Rewrite the records, starting at the beginning and ending with the line that contains "M 145 110 L", both ends included. Keep every line, the requests among them, and shift each coordinate in the answer outlines by adding 149, leaving the sample outlines in the requests unchanged.

## Given data
----------
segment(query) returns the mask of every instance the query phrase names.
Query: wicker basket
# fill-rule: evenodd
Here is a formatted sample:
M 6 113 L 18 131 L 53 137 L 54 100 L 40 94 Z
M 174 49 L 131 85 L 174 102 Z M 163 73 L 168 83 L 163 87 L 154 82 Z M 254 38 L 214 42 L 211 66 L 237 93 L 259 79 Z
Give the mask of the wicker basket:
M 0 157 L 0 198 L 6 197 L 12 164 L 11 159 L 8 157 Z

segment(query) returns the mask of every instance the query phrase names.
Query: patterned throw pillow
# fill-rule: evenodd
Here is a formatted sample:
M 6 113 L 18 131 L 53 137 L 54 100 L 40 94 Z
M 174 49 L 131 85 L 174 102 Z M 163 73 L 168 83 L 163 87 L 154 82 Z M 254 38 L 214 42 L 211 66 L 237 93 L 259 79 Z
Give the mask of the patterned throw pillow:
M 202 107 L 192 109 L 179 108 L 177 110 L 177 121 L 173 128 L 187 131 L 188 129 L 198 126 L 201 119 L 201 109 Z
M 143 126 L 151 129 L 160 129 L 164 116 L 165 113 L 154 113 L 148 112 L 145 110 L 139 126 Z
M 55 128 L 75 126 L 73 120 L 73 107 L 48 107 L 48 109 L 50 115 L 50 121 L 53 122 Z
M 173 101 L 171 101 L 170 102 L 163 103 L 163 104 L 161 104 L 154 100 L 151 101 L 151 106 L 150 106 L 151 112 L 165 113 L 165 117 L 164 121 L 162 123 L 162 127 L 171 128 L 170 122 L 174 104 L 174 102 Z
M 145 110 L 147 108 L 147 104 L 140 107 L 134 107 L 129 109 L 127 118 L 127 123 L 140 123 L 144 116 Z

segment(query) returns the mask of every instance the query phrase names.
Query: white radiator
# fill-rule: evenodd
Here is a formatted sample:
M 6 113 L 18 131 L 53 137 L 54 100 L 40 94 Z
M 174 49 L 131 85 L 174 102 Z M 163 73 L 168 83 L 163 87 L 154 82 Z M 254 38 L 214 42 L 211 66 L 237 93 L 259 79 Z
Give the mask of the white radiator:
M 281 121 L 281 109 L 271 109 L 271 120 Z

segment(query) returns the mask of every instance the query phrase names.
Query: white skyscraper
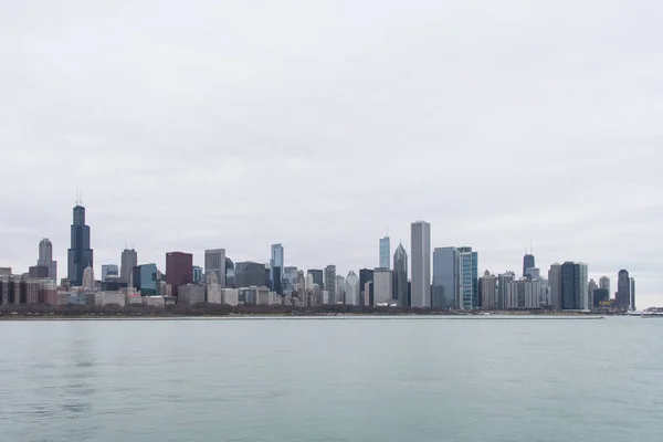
----------
## Output
segment(query) returns the mask of every instance the query phrase names.
Query: wicker basket
# fill-rule: evenodd
Here is a formatted sample:
M 6 113 L 18 131 L 53 137 L 54 100 L 40 94 Z
M 174 49 L 131 85 L 174 102 Z M 163 73 L 168 83 L 163 87 L 154 82 Z M 254 38 L 214 42 L 211 66 L 237 93 L 259 79 Z
Give the mask of the wicker basket:
M 149 306 L 149 347 L 155 346 L 161 313 L 160 308 L 157 306 Z

segment(query) returns the mask of every instance the query phrase names.
Query: patterned throw pillow
# fill-rule: evenodd
Here is a formatted sample:
M 6 113 L 18 131 L 53 137 L 54 100 L 40 94 Z
M 174 49 L 131 85 L 174 102 Z M 163 73 L 168 83 L 163 87 L 154 82 Z M 254 38 L 214 42 L 211 66 L 237 93 L 259 79 Z
Give the mask of the patterned throw pillow:
M 351 256 L 341 258 L 328 257 L 326 259 L 326 270 L 322 277 L 336 280 L 337 278 L 347 275 L 350 268 L 350 258 Z
M 292 275 L 300 278 L 309 278 L 313 265 L 314 262 L 303 262 L 297 261 L 294 259 L 288 275 Z
M 204 277 L 224 275 L 222 269 L 222 256 L 197 256 L 197 258 L 199 264 L 199 270 L 202 271 Z
M 322 250 L 320 250 L 319 251 L 312 252 L 312 253 L 310 253 L 303 249 L 300 250 L 300 255 L 299 255 L 300 261 L 314 262 L 314 266 L 313 270 L 311 272 L 311 276 L 320 277 L 319 271 L 323 253 L 323 251 Z
M 294 259 L 296 257 L 296 253 L 289 256 L 283 256 L 278 258 L 276 267 L 276 272 L 289 272 L 293 265 Z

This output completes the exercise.